Cala notevolmente anche la qualità dei servizi offerti al cittadino: la pandemia ha infatti accentuato i deficit del sistema sanitario nazionale. Dal 2010 a oggi si registra una costante diminuzione dei posti letto negli ospedali (solamente 3 per ogni 10.000 abitanti) mentre aumenta la mobilità sanitaria, con sempre più pazienti che si trasferiscono in altre Regioni per ricevere le cure di cui hanno bisogno. I medici nel nostro Paese sono circa 241.000, con la media di un medico per ogni mille residenti. Questi dati pongono l’Italia tra i primi posti in Europa nel rapporto tra numero di medici e cittadini, ma l’età media dei medici resta alta a causa del basso numero di nuovi specialisti in ingresso. Per quel che riguarda invece il numero degli infermieri, fondamentali per offrire cure e assistenza di qualità, l’Italia è tra gli ultimi posti in Europa. Nel 2020, inoltre, un cittadino su dieci ha dovuto rinunciare alle cure a causa dell’epidemia la quale ha ridotto la capienza e la possibilità di accesso alle strutture sanitarie.

IL TUO COMPITO
Ricopia per favore il brano sul sistema sanitario per intero, parola per parola. I dati sono materiale separato dal brano sul sistema sanitario.

DATI FORNITI

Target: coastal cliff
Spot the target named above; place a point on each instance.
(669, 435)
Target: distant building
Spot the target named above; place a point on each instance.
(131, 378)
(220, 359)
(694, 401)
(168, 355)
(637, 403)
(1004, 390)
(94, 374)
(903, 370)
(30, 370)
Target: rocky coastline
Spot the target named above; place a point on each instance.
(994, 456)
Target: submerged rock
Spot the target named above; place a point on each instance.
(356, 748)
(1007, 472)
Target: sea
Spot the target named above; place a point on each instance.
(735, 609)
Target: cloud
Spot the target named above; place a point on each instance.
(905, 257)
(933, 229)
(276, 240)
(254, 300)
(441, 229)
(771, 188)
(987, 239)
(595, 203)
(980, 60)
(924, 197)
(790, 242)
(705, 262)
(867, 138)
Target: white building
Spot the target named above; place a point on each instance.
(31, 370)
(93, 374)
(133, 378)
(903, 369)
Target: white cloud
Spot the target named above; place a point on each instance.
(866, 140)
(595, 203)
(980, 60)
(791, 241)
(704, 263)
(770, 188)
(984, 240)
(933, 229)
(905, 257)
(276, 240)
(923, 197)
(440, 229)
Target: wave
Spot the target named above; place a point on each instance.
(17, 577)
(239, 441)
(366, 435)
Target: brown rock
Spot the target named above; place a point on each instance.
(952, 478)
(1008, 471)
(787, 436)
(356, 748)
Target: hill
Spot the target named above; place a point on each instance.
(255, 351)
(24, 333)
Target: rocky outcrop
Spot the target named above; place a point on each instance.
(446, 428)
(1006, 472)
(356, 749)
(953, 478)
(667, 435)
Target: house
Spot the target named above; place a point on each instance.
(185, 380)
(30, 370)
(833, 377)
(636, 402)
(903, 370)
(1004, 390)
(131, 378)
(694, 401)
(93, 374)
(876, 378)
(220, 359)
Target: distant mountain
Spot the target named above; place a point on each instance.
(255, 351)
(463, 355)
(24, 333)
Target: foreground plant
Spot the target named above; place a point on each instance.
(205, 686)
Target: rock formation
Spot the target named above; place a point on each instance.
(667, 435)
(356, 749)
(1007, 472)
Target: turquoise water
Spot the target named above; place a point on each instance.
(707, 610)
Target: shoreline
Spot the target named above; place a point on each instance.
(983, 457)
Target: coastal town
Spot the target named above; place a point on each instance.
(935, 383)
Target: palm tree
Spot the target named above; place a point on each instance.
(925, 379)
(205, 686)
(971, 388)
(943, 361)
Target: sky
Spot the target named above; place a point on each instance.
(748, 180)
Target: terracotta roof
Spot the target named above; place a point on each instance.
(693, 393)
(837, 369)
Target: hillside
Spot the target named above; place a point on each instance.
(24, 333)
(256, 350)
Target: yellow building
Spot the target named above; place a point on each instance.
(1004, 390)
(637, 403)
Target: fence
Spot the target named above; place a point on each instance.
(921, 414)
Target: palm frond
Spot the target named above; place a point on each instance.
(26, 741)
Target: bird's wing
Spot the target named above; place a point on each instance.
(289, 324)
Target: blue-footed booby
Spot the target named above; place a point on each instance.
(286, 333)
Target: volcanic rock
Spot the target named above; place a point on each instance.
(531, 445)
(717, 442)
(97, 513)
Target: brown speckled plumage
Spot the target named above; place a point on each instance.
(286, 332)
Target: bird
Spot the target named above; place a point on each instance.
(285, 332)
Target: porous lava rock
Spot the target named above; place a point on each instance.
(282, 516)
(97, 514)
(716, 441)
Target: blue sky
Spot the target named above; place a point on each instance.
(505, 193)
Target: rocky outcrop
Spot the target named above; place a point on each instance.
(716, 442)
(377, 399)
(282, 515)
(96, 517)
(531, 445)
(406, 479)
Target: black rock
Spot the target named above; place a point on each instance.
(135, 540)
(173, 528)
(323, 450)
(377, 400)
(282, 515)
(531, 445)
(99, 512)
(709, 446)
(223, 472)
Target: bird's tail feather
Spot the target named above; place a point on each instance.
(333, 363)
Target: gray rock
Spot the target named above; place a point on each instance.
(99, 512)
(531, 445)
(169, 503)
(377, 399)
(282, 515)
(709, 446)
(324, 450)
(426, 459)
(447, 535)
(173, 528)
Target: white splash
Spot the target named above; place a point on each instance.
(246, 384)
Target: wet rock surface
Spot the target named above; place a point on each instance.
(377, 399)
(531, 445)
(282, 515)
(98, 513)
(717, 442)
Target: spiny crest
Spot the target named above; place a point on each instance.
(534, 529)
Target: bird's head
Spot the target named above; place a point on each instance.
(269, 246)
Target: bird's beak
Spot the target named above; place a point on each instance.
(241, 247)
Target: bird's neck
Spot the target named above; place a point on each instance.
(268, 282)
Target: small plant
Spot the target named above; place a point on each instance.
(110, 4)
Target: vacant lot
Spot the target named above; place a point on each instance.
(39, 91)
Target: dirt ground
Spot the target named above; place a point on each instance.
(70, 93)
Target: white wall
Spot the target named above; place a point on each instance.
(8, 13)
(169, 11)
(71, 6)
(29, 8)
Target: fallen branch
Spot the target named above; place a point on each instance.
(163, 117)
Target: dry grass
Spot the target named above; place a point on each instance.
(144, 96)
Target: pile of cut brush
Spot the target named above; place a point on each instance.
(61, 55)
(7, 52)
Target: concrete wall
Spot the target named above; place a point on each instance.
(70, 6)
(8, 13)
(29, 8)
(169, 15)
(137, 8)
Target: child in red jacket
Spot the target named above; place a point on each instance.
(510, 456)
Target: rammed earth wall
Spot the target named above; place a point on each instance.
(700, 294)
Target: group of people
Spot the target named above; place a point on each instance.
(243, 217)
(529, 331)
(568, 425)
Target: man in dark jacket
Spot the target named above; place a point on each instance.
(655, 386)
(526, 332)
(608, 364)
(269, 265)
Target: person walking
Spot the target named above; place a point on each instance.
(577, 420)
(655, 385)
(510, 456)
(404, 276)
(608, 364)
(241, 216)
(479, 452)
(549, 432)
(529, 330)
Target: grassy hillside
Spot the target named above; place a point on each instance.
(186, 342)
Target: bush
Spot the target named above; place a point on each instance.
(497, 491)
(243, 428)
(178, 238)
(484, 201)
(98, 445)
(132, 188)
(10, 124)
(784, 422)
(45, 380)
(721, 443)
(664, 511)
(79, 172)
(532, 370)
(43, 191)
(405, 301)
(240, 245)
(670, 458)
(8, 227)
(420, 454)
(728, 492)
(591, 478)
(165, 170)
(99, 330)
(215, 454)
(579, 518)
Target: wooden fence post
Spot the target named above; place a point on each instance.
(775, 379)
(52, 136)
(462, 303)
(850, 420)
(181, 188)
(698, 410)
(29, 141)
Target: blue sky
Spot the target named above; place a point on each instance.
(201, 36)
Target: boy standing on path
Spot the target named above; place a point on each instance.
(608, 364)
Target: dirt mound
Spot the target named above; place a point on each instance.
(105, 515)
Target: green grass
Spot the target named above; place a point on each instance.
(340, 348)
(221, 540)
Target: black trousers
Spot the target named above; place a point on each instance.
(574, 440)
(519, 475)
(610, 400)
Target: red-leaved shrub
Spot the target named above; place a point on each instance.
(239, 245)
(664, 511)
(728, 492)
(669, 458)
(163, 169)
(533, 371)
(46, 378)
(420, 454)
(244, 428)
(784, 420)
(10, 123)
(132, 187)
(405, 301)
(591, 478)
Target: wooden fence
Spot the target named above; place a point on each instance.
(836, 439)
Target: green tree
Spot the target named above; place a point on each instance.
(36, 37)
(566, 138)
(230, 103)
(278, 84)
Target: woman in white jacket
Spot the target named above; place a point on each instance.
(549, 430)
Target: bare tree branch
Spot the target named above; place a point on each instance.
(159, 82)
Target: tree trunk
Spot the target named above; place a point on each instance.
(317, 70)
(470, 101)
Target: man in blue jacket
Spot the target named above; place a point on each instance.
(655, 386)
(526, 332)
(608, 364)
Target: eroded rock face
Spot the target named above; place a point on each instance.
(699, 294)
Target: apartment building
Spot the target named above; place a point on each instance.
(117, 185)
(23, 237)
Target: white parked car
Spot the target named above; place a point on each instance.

RISULTATO DELL'ESERCIZIO
Cala notevolmente anche la qualità dei servizi offerti al cittadino: la pandemia ha infatti accentuato i deficit del sistema sanitario nazionale. Dal 2010 a oggi si registra una costante diminuzione dei posti letto negli ospedali (solamente 3 per ogni 10.000 abitanti) mentre aumenta la mobilità sanitaria, con sempre più pazienti che si trasferiscono in altre Regioni per ricevere le cure di cui hanno bisogno. I medici nel nostro Paese sono circa 241.000, con la media di un medico per ogni mille residenti. Questi dati pongono l’Italia tra i primi posti in Europa nel rapporto tra numero di medici e cittadini, ma l’età media dei medici resta alta a causa del basso numero di nuovi specialisti in ingresso. Per quel che riguarda invece il numero degli infermieri, fondamentali per offrire cure e assistenza di qualità, l’Italia è tra gli ultimi posti in Europa. Nel 2020, inoltre, un cittadino su dieci ha dovuto rinunciare alle cure a causa dell’epidemia la quale ha ridotto la capienza e la possibilità di accesso alle strutture sanitarie.